[Data extract start]
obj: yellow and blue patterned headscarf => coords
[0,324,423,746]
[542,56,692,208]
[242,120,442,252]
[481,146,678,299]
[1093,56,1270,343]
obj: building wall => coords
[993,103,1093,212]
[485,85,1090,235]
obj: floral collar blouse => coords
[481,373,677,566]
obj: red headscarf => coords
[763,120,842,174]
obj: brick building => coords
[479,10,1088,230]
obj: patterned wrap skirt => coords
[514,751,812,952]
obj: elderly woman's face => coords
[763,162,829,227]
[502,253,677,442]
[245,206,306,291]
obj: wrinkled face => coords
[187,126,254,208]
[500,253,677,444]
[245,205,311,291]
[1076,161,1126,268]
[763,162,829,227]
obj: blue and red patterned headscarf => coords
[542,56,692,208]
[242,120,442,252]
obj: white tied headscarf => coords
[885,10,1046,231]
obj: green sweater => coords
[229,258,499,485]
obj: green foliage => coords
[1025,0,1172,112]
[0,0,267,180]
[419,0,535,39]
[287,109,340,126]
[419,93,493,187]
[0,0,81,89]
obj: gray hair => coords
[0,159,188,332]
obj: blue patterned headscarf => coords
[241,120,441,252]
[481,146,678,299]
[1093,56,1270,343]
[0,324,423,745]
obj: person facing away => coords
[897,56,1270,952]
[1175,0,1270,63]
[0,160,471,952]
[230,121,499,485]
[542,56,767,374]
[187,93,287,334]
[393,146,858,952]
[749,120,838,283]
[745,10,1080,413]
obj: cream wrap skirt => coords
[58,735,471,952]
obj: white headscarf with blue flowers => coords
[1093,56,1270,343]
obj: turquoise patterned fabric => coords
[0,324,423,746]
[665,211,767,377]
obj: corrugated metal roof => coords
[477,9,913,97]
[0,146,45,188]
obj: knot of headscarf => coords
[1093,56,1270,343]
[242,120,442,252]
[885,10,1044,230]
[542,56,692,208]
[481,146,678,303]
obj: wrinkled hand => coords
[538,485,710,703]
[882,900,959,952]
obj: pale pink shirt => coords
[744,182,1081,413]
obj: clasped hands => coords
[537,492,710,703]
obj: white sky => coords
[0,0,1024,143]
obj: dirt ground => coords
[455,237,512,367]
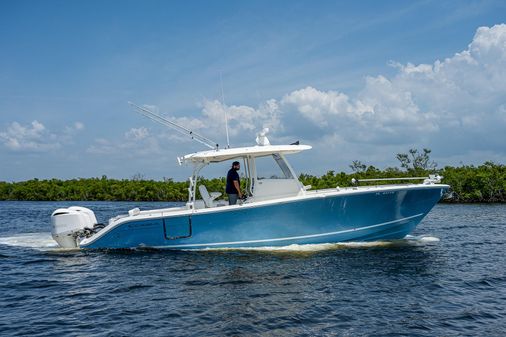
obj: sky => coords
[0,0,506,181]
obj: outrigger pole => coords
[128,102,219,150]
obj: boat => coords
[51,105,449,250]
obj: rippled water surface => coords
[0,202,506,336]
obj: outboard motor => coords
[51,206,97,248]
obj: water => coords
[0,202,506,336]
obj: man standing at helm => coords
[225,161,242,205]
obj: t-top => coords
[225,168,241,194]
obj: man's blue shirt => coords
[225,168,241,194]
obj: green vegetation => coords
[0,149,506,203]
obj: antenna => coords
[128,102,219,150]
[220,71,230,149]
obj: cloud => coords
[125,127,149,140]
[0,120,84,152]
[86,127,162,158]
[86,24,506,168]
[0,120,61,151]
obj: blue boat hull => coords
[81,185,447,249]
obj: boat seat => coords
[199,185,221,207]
[Data extract end]
[Data extract start]
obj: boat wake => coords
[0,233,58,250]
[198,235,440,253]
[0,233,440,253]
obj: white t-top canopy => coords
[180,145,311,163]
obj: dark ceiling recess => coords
[Data extract end]
## Exercise
Type out the data word for word, beginning with the line that contains "obj: white tied headscarf => coords" and continuing through the line that contains "[481,146,678,303]", both of those lines included.

## Task output
obj: white tied headscarf => coords
[885,10,1046,231]
obj: green sweater => coords
[229,258,499,485]
obj: green foliage => coords
[1025,0,1172,112]
[0,0,267,180]
[419,0,535,39]
[287,109,340,126]
[419,93,493,187]
[0,0,81,89]
obj: gray hair => coords
[0,159,188,332]
obj: blue patterned headscarf => coords
[241,120,441,252]
[481,146,678,299]
[1093,56,1270,343]
[0,324,423,745]
obj: person facing away => coords
[897,56,1270,952]
[1175,0,1270,63]
[0,160,471,952]
[230,121,499,485]
[542,56,767,374]
[187,93,287,334]
[393,146,858,952]
[749,120,838,283]
[745,10,1080,413]
obj: cream wrap skirt => coords
[58,735,471,952]
obj: white headscarf with blue flowers => coords
[1093,56,1270,343]
obj: turquoise patterned fabric => coords
[0,324,423,746]
[665,211,767,377]
obj: corrugated metal roof => coords
[477,9,913,97]
[0,146,45,188]
obj: knot of headscarf => coords
[1093,56,1270,343]
[242,120,442,252]
[885,10,1044,230]
[542,56,692,208]
[481,146,678,303]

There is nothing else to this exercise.